— start —
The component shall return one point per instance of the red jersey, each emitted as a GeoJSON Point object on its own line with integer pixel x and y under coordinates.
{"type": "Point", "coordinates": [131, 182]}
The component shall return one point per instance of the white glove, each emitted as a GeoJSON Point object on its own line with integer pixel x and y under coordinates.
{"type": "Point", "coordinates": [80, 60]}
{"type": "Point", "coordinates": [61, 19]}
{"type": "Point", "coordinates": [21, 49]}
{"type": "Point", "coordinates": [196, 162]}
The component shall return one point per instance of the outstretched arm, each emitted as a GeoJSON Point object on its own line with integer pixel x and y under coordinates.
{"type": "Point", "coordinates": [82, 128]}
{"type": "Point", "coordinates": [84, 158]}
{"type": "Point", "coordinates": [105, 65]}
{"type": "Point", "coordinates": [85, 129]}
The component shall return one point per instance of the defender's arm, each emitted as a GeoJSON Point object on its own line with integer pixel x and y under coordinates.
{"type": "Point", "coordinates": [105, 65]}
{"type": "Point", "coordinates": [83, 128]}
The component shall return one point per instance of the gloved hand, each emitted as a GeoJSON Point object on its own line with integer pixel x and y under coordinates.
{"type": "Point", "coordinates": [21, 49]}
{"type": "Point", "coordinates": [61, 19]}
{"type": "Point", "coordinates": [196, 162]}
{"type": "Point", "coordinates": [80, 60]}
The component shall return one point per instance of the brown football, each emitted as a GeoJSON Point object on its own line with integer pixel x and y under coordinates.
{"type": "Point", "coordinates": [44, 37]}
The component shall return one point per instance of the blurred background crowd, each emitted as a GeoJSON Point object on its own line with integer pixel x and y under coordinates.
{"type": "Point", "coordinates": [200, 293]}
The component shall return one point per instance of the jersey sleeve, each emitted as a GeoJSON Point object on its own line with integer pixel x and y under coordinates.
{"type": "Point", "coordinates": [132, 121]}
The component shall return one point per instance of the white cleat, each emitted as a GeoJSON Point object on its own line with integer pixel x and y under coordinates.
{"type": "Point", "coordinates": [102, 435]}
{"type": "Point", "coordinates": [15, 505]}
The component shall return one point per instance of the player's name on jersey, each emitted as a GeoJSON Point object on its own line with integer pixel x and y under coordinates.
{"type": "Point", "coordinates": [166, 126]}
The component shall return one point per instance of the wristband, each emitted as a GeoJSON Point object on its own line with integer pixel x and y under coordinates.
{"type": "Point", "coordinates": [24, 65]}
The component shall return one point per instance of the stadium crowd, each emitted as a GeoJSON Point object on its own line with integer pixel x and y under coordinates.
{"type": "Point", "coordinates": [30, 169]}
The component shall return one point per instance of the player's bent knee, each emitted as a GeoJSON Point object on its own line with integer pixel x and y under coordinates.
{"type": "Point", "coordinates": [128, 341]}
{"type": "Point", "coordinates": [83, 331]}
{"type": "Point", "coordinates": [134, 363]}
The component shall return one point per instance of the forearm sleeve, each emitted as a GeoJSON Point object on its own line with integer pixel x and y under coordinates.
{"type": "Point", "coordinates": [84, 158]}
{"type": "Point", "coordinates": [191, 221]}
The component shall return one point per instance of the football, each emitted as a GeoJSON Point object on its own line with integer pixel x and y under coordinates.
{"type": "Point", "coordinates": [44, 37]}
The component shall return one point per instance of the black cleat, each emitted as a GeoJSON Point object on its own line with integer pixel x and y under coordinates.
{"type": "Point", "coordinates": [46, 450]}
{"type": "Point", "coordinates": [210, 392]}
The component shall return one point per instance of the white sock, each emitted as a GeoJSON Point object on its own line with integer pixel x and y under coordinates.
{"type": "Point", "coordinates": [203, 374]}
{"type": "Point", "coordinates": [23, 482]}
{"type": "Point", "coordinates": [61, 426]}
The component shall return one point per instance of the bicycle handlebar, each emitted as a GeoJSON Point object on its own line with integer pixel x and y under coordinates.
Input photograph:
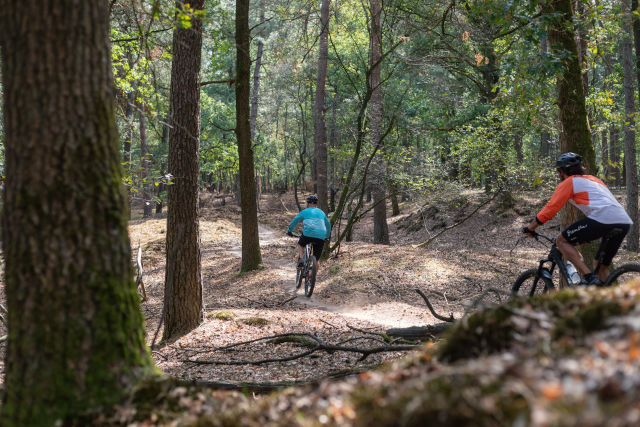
— end —
WRITTEN EXERCISE: Pull out every line of the listing above that contains the word "player" and copy each one unchanged.

THE REPLY:
The component shall return one point per instance of the player's name on jersey, each emitted as a GeoJSON Point object on its own line with integer pixel x and y under coordinates.
The component shall return one point per instance of the player's bent knee, each emitted as a GeoJSON Point object on its own line with integer pixel x and y under coordinates.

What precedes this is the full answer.